In belgischen Meilern kommt zu Rissen und uralten Anlagen eben noch die bekannte fehlende Sicherheitskultur hinzu. So wissen wir, dass ein IS-Terrorist mehrere Jahre im Hochsicherheitsbereich des Atomkraftwerks Doel arbeiten konnte, dessen islamistischer Fanatismus den Behörden bekannt war. In Tihange mussten schon zuvor vier Beschäftigte vom Dienst suspendiert werden. Die Atomaufsicht hatte Klage bei der Staatsanwaltschaft eingereicht und dem Betreiber schon mit Schließung des Kraftwerks gedroht, da Techniker und Ingenieure im nuklearen Kontrollraum ihre Arbeit nicht sonderlich ernst genommen hätten.

Wegen einer völlig verfehlten Energiepolitik unseres Nachbarn sind wir einer immer größer werdenden tödlichen Gefahr ausgesetzt. Nur weil in Belgien die Lichter ausgehen würden - wofür angesichts abgeschalteter Meiler schon Notfallpläne erarbeitet wurden -, sind die Meiler in Doel und Tihange noch am Netz. Da ist es wenig sinnig festzustellen, dass der eine oder andere Meiler "noch gefährlicher" sein soll, als ohnehin angenommen. Ob es nun in Tihange 1 oder 2, Doel 1,2, 3 oder 4 zum Super-Gau kommt, weil es einen islamistischen Anschlag, Nachlässigkeiten von Technikern oder Ingenieuren, einen Sprödbruch oder einen Spontanbruch wegen Rissen im Reaktorbehälter kommt, ist letztlich egal.

Klar ist, dass niemand der Verantwortlichen handelt. Die Bundesregierung hatte bisher nur zaghaft Belgien "gebeten" die Bröselreaktoren wenigstens so lange abzuschalten, "bis die weiteren Untersuchungen abgeschlossen sind". Noch dramatischer ist, dass die belgische Atomaufsicht zwar vor einer "alarmierenden Wahrscheinlichkeit" warnt, dass es im Land in einem Reaktor zum Super-Gau kommt, aber keine Maßnahmen ergreift. Die Meiler werden nicht abgeschaltet, wie es in einem solchen Fall nötig wäre. Ich komme mit dem Auto nicht über den TÜV, wenn die Wischerblätter schadhaft sind. Sind die Bremsen defekt, komme ich nicht mal mehr vom Hof. Das soll also eine Aufsichtsbehörde sein? Es ist offenbar nicht möglich, einige Menschen in Gefahr zu bringen, aber kein Problem, wenn man Hunderttausende bedroht.

"Klemmte ein Ventil? Streikte eine Pumpe? Fielen Messgeräte aus oder zeigten sie falsche Daten an?"

Die Beiträge im WDR und Monitor haben auch substanziell wenig geliefert. Darauf weist der Telepolis-Autor Detlef zum Winkel in einem ausführlichen Leserbrief hin. Die Journalisten seien in ihren Beiträgen "so unscharf geblieben", dass die belgische Atomaufsicht mit einer Gegendarstellung antworten und die deutsche Regierung sich auf den Standpunkt zurückziehen könne, Energiepolitik sei eine nationale Angelegenheit. Dafür seien die Journalisten verantwortlich, weil "Sie das Thema nicht konsequent bis zu Ende denken und bearbeiten".

━━━━━━━━

__Aufgabe 1__: Schreiben Sie aus dem Auszug über belgische Atomkraftwerke den Abschnitt neu, der mit "In belgischen Meilern" beginnt und bis "ernst genommen hätten." weitergeht, und tauschen Sie darin "Beschäftigte" gegen "Mitarbeiter" aus.
__Aufgabe 2__: Erklären Sie anhand des Auszugs über belgische Atomkraftwerke in einem bis drei Sätzen, weshalb die Atomaufsicht dem Betreiber mit der Schließung des Kraftwerks gedroht hatte.

__Auszüge der Einträge__:
━━━━━━━━

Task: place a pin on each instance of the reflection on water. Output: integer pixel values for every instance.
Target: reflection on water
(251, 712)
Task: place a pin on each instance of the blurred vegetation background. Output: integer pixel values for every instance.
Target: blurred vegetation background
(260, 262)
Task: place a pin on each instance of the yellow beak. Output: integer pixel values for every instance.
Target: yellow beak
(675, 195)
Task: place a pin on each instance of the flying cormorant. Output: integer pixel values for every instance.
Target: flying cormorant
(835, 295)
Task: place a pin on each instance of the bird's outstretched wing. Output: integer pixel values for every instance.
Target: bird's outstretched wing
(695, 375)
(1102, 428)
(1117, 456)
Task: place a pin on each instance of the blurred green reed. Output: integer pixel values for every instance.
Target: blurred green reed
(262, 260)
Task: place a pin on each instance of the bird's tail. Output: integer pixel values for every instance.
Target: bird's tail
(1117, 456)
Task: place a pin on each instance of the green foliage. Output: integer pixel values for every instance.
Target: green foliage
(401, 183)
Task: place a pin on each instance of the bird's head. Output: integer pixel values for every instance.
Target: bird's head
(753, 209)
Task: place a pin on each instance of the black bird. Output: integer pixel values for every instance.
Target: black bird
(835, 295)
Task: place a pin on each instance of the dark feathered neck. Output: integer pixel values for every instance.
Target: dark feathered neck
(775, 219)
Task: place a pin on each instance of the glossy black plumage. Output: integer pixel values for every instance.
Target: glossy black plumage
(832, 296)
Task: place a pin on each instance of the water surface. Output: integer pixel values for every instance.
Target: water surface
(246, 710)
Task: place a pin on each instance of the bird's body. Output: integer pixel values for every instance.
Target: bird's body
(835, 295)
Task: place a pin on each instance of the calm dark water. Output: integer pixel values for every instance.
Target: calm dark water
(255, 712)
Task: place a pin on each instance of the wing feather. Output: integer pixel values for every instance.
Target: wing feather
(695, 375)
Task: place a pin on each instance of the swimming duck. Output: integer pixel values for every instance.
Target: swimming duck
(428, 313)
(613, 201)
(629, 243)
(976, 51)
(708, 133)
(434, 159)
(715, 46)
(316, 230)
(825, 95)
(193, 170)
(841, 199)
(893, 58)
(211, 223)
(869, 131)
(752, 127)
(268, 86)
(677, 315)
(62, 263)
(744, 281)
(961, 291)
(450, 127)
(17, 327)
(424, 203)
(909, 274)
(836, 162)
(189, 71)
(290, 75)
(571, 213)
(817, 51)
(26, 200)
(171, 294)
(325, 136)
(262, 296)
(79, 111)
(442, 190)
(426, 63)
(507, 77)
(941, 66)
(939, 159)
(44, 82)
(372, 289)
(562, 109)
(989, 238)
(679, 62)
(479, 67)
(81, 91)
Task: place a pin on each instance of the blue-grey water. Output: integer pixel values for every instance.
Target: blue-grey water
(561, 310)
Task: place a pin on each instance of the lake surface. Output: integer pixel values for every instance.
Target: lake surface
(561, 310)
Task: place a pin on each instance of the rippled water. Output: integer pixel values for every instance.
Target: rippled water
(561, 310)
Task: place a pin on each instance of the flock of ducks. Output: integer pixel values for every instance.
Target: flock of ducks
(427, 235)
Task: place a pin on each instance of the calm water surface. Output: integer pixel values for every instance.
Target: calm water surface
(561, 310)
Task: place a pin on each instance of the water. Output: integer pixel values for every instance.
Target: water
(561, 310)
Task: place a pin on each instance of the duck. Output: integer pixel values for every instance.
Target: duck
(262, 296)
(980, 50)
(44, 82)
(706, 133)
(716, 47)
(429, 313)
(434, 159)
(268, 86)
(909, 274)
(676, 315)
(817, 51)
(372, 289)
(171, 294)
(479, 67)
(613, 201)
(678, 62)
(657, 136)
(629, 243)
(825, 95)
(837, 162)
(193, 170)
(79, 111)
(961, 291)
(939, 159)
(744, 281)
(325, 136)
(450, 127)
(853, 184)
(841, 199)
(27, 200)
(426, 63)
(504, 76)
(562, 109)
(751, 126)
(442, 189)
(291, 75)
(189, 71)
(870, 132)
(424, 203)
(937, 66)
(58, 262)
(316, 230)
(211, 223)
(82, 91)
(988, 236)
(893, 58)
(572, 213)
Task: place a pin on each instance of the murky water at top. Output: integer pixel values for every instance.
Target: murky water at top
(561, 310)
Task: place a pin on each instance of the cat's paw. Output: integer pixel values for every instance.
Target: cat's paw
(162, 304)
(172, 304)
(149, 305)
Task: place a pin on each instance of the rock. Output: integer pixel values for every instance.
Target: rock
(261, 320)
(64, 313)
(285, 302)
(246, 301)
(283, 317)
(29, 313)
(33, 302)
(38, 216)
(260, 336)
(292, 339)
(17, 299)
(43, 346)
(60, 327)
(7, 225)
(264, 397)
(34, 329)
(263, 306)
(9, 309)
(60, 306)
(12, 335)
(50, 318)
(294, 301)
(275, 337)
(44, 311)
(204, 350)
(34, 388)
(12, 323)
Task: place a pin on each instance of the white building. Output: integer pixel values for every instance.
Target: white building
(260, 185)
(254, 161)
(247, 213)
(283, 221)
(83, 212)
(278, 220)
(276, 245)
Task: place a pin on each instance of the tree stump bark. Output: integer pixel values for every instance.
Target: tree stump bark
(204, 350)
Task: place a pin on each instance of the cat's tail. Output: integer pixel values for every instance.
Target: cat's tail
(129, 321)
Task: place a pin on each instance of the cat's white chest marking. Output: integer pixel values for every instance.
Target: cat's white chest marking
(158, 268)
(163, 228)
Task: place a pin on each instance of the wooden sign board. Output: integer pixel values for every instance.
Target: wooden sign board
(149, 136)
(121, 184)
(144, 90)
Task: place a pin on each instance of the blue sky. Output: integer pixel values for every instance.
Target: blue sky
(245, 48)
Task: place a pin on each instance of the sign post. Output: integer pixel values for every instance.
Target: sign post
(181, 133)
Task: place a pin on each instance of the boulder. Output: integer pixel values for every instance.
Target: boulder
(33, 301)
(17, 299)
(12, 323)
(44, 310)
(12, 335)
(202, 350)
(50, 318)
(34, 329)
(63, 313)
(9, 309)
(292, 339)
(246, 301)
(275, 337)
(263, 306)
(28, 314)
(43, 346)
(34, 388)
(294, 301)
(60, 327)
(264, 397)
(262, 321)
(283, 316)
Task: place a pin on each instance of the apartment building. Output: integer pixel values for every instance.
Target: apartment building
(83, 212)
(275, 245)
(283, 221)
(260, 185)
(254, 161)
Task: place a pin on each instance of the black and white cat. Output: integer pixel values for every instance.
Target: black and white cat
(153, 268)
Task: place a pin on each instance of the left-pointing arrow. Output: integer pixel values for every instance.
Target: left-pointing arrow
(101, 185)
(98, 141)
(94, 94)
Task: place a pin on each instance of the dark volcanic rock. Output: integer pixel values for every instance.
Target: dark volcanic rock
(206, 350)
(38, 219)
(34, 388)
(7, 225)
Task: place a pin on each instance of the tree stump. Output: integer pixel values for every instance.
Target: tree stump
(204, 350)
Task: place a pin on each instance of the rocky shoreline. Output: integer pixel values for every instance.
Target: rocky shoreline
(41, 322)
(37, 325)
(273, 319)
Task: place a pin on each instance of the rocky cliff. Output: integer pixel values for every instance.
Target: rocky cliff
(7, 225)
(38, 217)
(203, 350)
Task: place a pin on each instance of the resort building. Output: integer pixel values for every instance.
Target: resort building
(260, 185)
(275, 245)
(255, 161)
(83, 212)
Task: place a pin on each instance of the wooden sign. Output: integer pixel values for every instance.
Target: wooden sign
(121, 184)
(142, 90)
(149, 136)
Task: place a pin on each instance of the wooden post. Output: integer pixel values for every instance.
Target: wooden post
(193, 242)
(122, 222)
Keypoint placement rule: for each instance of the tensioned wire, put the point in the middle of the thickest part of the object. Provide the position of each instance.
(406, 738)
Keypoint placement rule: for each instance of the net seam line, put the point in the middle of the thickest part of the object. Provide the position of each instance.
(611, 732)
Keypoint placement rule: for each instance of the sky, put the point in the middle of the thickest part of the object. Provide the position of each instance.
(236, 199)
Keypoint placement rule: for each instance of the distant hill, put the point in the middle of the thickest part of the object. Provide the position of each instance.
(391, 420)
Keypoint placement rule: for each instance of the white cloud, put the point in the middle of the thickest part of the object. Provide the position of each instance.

━━━━━━━━

__Schriftliche Antwort 1__:
In belgischen Meilern kommt zu Rissen und uralten Anlagen eben noch die bekannte fehlende Sicherheitskultur hinzu. So wissen wir, dass ein IS-Terrorist mehrere Jahre im Hochsicherheitsbereich des Atomkraftwerks Doel arbeiten konnte, dessen islamistischer Fanatismus den Behörden bekannt war. In Tihange mussten schon zuvor vier Mitarbeiter vom Dienst suspendiert werden. Die Atomaufsicht hatte Klage bei der Staatsanwaltschaft eingereicht und dem Betreiber schon mit Schließung des Kraftwerks gedroht, da Techniker und Ingenieure im nuklearen Kontrollraum ihre Arbeit nicht sonderlich ernst genommen hätten.

__Schriftliche Antwort 2__: Die Atomaufsicht drohte dem Betreiber mit der Schließung des Kraftwerks, weil Techniker und Ingenieure im nuklearen Kontrollraum ihre Arbeit nicht sonderlich ernst genommen hätten.